• AVAILABLE RECORDS:
■ ■ ■ ■
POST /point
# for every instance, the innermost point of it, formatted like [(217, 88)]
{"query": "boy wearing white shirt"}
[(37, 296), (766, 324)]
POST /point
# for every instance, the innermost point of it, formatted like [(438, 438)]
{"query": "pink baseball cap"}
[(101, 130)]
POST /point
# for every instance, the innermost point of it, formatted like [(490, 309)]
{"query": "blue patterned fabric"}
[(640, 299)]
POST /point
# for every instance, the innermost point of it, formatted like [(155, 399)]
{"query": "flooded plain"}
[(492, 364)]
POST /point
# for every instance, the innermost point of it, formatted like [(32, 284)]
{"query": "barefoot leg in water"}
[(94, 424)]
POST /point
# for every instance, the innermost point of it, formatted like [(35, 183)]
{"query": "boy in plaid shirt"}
■ ■ ■ ■
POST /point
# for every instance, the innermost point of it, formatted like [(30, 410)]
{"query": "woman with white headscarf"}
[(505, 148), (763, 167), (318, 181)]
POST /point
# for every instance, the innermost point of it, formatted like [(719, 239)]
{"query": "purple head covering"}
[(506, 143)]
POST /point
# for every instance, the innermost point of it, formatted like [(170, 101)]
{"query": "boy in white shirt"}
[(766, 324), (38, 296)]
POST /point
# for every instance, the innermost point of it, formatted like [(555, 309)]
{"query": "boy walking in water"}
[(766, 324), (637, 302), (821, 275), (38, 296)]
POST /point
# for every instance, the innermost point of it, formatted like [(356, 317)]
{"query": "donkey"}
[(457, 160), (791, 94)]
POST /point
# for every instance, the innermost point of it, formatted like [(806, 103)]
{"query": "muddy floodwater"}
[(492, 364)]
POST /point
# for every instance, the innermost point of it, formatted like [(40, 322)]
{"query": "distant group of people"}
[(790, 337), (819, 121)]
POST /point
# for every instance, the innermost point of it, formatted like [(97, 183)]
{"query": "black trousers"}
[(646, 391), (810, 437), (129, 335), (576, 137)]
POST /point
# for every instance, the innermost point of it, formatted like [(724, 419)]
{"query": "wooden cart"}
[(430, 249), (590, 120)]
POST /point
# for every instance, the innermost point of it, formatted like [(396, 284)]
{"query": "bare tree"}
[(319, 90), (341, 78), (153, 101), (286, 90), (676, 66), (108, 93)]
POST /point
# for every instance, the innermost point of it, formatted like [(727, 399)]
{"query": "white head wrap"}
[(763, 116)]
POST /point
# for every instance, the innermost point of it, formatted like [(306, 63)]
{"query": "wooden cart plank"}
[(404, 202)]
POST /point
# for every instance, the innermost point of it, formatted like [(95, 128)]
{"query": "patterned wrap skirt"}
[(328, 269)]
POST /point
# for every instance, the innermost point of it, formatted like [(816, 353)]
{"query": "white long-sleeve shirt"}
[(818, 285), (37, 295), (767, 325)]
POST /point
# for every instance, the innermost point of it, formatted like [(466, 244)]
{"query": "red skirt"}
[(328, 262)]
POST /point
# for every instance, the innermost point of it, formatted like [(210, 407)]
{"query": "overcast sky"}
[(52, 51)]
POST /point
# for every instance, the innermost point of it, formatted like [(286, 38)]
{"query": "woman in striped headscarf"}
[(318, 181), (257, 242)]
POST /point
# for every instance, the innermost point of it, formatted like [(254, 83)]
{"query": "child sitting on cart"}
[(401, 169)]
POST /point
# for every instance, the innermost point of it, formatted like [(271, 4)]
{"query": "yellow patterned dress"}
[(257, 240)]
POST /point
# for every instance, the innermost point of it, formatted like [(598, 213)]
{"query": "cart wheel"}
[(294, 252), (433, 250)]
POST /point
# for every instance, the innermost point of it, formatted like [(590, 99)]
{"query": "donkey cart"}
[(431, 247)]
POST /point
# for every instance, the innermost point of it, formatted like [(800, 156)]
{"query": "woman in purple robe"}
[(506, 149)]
■ ■ ■ ■
Locate each line in the records above that contains the word "purple" and copy those lines out in full.

{"query": "purple head covering"}
{"query": "woman in purple robe"}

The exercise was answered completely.